* TAREFA PROPOSTA A *
Enumere as etapas do método científico descritas no texto sobre ciência e religião.

* TEXTO DE ORIGEM *

------------------------------------------------------------------------

Sobre Ciência e Religião - André Camargo

Respeito Ciência e também respeito Religião. Aliás, mais do que respeito, são criações humanas que me encantam – e pratico ambas. Só não tenho paciência com cientistas (ou pseudo-cientistas) que se comportam como fanáticos religiosos nem com religiosos (ou pseudo-religiosos) que tratam as verdades da fé como verdades científicas. Acho estranho um cientista atacar a religião, assim como me parece bizarro religiosos que desacreditam fatos revelados pelo método científico. 

É igual aos skinheads que espancam homossexuais – porque se sentem ameaçados na própria orientação sexual. Quando vejo algo assim, portanto, já desconfio da cientificidade do cientista ou da religiosidade do religioso, assim como desconfio que a truculência do careca esteja escondendo alguma coisa. 

Em suma, opor ciência a religião é uma grande bobagem. Cada qual tem sua esfera de validade e uma coisa não exclui a outra. Não há relação de dependência, nem antagonismo, mas de complementariedade. Se eu estiver precisando operar o joelho, não vou procurar um monge; tampouco irei ao neurologista em busca de um sentido para a vida. 

Não há hierarquia entre ciência e fé. A ciência abrange métodos para obter respostas das coisas práticas: desenhamos um experimento, observamos os procedimentos com rigor, coletamos as respostas, fabricamos uma teoria que unifique os resultados obtidos e publicamos, para que o conjunto seja validado ou refutado por pares. O método científico tradicional é uma maneira de estabelecermos diálogo com a realidade, em busca de seus caprichos.
No caso das ciências humanas, as coisas costumam ser diferentes. Em função da própria natureza de seu objeto de estudo – o humano – o método científico próprio às ciências da natureza (com seu apelo ao materialismo e à objetividade) sofre sérias limitações. A ciência humana envolve necessariamente a hermenêutica, ou seja, trata-se de um método interpretativo, em maior ou menor grau. A cientificidade das ciências interpretativas está no contínuo refinamento do método e na sofisticação das teorias, que dependem explicitamente de validação intersubjetiva, isto é, do atrito de ideias salutar com outros pesquisadores qualificados. Na ciência humana, a subjetividade não pode ser escondida.

------------------------------------------------------------------------

* REGISTROS DA TAREFA *
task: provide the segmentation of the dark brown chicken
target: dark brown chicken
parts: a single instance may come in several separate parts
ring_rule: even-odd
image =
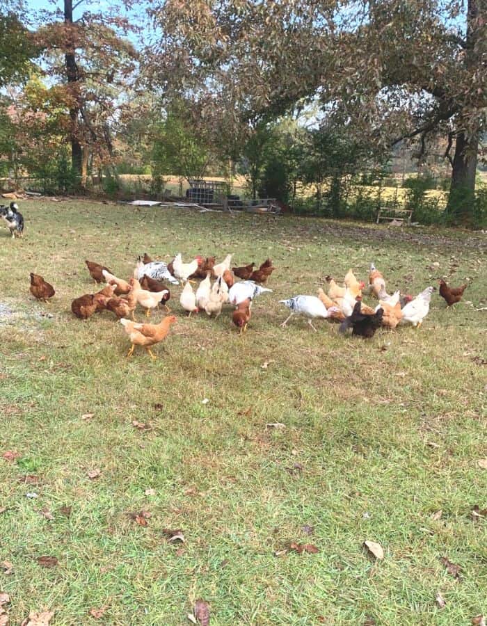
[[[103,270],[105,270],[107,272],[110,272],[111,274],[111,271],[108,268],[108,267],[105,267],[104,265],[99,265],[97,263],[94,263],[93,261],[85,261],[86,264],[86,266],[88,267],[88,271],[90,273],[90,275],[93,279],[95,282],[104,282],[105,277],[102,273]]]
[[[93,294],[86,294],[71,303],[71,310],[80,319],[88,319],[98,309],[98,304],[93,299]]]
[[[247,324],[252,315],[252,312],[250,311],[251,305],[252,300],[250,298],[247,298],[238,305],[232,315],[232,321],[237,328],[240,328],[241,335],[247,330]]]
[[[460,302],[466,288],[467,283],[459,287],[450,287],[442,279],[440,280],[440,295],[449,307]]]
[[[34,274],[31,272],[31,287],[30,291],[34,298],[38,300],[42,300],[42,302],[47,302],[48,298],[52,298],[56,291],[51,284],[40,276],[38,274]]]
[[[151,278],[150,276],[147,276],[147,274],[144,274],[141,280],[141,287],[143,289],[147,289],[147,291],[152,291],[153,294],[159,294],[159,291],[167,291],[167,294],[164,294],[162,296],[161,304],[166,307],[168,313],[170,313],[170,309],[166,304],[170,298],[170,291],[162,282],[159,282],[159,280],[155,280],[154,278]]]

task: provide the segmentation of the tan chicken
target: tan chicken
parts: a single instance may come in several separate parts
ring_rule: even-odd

------------------------------------------------------------------------

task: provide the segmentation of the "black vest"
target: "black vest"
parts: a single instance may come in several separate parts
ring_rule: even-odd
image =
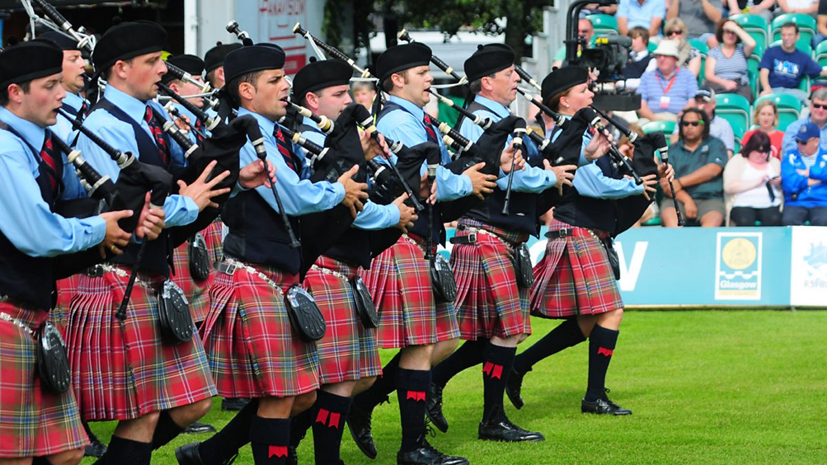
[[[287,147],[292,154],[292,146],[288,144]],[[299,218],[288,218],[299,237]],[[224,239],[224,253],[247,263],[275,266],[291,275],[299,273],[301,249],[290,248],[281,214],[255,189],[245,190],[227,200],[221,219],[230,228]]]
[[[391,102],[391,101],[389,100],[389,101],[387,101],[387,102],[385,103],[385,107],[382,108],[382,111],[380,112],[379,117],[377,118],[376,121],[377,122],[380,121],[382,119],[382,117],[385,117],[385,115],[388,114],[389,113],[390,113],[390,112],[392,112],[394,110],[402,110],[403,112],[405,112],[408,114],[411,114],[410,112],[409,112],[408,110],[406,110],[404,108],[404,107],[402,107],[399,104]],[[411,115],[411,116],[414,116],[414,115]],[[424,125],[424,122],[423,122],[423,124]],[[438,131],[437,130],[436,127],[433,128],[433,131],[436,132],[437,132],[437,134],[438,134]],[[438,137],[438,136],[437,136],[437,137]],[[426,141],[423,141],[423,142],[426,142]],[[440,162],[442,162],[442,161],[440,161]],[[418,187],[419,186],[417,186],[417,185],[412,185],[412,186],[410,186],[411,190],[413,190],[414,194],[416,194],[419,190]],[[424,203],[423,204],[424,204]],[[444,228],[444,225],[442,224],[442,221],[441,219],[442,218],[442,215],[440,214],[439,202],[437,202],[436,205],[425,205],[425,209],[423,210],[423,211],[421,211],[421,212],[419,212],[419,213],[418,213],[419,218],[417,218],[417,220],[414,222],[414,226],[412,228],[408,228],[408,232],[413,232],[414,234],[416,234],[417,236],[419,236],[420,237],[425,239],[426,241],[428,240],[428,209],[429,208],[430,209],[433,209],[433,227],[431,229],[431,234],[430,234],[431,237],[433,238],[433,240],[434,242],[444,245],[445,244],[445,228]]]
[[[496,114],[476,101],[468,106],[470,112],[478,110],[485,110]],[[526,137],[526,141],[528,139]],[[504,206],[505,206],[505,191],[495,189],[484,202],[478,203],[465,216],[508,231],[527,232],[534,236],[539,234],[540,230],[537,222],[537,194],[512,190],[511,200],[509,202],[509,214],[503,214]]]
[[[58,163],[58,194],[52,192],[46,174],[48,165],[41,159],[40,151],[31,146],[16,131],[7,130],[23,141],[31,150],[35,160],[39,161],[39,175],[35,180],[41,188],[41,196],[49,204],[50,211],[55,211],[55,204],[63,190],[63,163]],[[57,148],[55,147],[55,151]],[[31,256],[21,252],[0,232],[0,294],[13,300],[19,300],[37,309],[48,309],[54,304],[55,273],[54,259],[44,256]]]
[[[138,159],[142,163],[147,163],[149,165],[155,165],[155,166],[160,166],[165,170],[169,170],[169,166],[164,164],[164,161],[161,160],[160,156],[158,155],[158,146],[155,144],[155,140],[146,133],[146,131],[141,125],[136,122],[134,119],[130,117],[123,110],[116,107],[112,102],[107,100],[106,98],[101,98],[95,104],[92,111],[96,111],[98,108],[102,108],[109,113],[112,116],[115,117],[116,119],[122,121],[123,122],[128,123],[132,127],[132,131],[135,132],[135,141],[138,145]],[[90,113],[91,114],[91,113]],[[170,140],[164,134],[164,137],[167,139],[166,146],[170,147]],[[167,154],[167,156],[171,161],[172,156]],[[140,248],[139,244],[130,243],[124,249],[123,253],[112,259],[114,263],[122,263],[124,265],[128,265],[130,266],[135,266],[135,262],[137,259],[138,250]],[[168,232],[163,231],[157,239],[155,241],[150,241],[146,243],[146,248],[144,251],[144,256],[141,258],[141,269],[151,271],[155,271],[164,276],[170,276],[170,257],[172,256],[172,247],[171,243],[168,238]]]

------------------------------------------------------------------------

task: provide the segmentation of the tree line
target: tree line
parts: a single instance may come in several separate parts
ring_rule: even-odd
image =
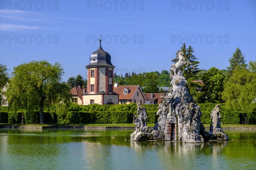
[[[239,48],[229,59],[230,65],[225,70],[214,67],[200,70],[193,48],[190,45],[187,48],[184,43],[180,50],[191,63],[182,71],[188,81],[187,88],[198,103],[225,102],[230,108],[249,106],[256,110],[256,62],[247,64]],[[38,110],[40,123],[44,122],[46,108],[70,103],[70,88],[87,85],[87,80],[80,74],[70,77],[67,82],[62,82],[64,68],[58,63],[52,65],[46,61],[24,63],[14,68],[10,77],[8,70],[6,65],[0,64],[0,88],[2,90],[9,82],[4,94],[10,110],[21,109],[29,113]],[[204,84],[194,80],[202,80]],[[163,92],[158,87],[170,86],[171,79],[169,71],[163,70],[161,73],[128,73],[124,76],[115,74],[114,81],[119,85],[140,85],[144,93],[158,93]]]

------------------------------------------------------------------------

* TAREFA PROPOSTA B *
Informe quantas linhas dos registros contêm a palavra "black". Responda apenas com o número.

* RESPOSTA FINAL A *
- Desenhar um experimento
- Observar os procedimentos com rigor
- Coletar as respostas
- Fabricar uma teoria que unifique os resultados obtidos
- Publicar, para que o conjunto seja validado ou refutado por pares

* RESPOSTA FINAL B *
2